**Requirement**
Find the word "trace" in the listing, and copy out each line where it turns up.

__________________________________________________

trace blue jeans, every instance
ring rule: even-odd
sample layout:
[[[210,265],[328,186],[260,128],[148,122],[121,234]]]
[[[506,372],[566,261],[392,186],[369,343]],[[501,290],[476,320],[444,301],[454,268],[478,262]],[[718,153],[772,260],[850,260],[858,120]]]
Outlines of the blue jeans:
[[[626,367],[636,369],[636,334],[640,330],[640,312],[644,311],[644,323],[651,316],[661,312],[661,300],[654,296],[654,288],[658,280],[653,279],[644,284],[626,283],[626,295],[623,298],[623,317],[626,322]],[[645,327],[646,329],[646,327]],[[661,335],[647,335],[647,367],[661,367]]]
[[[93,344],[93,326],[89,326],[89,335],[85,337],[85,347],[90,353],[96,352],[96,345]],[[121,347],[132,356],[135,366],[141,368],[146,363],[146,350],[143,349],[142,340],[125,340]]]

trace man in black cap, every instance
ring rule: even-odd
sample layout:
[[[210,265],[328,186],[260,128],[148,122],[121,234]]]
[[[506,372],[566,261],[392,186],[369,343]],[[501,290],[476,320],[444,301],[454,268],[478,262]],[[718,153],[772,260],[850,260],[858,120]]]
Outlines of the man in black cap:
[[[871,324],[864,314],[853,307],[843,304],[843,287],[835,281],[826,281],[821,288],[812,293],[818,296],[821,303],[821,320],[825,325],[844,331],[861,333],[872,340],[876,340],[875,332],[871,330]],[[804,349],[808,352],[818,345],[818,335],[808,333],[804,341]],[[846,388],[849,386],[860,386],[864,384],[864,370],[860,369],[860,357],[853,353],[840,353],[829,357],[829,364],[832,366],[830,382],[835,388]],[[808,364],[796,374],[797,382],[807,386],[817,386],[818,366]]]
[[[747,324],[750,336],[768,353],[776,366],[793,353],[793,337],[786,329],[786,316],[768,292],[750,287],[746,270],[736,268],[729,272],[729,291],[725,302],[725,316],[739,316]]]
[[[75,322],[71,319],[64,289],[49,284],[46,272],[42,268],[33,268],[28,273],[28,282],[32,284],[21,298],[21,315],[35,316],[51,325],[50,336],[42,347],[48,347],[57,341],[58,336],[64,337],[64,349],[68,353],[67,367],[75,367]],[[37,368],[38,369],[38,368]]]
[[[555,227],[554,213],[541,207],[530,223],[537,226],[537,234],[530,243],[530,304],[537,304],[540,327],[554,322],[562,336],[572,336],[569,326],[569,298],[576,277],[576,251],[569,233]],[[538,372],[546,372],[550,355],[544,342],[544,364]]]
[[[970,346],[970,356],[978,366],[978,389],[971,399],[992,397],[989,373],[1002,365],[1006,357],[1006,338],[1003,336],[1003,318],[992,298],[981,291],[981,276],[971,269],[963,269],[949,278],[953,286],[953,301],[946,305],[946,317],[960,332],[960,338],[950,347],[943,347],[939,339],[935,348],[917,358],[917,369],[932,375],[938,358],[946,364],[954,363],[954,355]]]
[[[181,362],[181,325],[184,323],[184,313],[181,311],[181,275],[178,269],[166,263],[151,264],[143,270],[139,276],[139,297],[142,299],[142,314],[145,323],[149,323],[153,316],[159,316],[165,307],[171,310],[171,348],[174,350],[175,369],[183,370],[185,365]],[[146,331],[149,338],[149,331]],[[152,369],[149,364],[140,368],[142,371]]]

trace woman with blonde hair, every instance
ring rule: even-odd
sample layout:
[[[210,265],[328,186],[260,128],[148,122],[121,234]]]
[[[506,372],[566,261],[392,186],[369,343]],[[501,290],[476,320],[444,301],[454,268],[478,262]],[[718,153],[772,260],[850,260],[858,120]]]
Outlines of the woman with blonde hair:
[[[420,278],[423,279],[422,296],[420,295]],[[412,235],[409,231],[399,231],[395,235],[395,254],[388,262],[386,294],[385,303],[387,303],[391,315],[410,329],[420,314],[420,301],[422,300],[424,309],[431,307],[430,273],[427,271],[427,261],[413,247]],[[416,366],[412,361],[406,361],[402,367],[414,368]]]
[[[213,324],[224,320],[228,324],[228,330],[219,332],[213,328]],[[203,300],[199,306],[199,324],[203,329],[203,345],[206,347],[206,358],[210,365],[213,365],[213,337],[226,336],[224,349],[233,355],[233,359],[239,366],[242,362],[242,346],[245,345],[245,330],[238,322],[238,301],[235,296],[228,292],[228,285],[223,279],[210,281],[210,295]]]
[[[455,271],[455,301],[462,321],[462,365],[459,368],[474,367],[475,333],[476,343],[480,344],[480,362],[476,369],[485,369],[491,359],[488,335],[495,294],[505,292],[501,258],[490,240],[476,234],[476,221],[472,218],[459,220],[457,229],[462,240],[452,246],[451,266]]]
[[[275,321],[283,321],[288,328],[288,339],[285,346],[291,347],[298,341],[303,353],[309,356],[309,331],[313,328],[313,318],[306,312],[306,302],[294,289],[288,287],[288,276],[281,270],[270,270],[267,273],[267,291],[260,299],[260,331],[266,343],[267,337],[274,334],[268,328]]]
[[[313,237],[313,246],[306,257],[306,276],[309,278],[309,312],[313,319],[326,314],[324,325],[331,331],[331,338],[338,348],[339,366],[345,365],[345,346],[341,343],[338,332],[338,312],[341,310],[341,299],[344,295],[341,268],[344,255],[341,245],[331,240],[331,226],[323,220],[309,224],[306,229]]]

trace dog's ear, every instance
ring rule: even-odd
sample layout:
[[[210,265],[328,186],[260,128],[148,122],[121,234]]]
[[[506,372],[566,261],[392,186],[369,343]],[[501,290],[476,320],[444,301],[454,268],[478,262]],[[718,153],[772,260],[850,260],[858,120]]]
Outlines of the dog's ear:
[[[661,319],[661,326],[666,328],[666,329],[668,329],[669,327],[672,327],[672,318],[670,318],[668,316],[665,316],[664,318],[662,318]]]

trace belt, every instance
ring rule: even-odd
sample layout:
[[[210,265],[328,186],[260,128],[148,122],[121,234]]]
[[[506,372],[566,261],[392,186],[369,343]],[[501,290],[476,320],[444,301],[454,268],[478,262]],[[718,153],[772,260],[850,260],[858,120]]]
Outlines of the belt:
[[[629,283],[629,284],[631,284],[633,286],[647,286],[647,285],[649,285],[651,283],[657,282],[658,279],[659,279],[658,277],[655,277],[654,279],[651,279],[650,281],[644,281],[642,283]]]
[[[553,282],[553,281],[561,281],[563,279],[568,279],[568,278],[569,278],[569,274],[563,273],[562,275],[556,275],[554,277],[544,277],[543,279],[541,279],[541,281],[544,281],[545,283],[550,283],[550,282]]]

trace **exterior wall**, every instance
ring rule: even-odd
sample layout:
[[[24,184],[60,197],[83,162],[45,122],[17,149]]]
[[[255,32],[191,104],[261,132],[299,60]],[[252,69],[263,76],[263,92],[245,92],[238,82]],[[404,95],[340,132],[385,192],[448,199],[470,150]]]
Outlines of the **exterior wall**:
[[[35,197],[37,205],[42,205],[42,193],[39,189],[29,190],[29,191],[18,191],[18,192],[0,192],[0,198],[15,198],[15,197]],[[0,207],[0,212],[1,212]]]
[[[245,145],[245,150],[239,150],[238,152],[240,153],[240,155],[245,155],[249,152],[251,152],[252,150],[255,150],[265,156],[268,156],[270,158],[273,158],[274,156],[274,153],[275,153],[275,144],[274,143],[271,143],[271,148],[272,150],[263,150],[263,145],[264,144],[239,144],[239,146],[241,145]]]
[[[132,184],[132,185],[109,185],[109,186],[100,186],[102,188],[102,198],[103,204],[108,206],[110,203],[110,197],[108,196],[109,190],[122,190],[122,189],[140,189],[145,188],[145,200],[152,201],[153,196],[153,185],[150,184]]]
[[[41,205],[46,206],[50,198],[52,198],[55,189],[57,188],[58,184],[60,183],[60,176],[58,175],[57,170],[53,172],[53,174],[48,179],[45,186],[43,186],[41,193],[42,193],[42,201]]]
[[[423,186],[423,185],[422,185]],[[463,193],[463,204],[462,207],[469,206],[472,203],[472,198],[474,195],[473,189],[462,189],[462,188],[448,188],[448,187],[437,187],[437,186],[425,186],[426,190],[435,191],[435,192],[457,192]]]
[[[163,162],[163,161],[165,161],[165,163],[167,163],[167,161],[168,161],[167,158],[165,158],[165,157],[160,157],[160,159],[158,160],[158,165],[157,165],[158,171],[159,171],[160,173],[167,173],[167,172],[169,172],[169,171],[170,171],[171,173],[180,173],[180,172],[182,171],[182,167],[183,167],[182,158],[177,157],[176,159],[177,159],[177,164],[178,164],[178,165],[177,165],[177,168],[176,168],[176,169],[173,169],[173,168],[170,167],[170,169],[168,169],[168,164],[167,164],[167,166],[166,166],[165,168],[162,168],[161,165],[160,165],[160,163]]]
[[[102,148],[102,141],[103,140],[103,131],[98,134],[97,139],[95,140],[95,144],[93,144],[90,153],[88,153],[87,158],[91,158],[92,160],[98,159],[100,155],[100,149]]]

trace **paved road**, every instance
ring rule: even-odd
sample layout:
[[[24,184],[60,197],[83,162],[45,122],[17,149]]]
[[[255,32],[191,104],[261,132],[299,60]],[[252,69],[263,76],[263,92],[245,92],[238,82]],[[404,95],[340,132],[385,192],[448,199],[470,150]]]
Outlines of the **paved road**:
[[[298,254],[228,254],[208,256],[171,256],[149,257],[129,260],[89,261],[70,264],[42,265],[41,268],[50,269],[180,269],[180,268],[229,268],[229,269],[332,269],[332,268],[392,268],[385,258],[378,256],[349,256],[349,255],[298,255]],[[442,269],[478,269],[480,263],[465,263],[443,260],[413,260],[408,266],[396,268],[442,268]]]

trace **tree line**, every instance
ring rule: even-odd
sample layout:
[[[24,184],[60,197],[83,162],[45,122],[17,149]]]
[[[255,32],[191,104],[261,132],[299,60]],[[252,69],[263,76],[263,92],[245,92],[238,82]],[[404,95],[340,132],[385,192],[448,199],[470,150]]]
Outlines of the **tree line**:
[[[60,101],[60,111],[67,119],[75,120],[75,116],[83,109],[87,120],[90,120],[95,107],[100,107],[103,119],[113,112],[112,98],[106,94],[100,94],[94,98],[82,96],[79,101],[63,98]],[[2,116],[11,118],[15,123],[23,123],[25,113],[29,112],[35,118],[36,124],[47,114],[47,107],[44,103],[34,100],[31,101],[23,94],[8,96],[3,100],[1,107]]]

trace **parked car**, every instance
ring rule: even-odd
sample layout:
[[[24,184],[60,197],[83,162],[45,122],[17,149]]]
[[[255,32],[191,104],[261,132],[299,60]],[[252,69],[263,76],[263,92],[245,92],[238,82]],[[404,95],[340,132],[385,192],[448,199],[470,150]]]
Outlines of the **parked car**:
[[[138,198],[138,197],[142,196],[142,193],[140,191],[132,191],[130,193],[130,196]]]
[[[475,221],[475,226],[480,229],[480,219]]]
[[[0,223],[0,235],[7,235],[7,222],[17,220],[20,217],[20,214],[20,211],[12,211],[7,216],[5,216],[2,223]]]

__________________________________________________

**Written solution**
trace blue jeans, every instance
trace man in black cap, every instance
trace woman with blonde hair, every instance
trace dog's ear, every instance
trace belt, every instance
trace **exterior wall**, every instance
trace **paved road**, every instance
trace **tree line**, every instance
trace **parked car**, every instance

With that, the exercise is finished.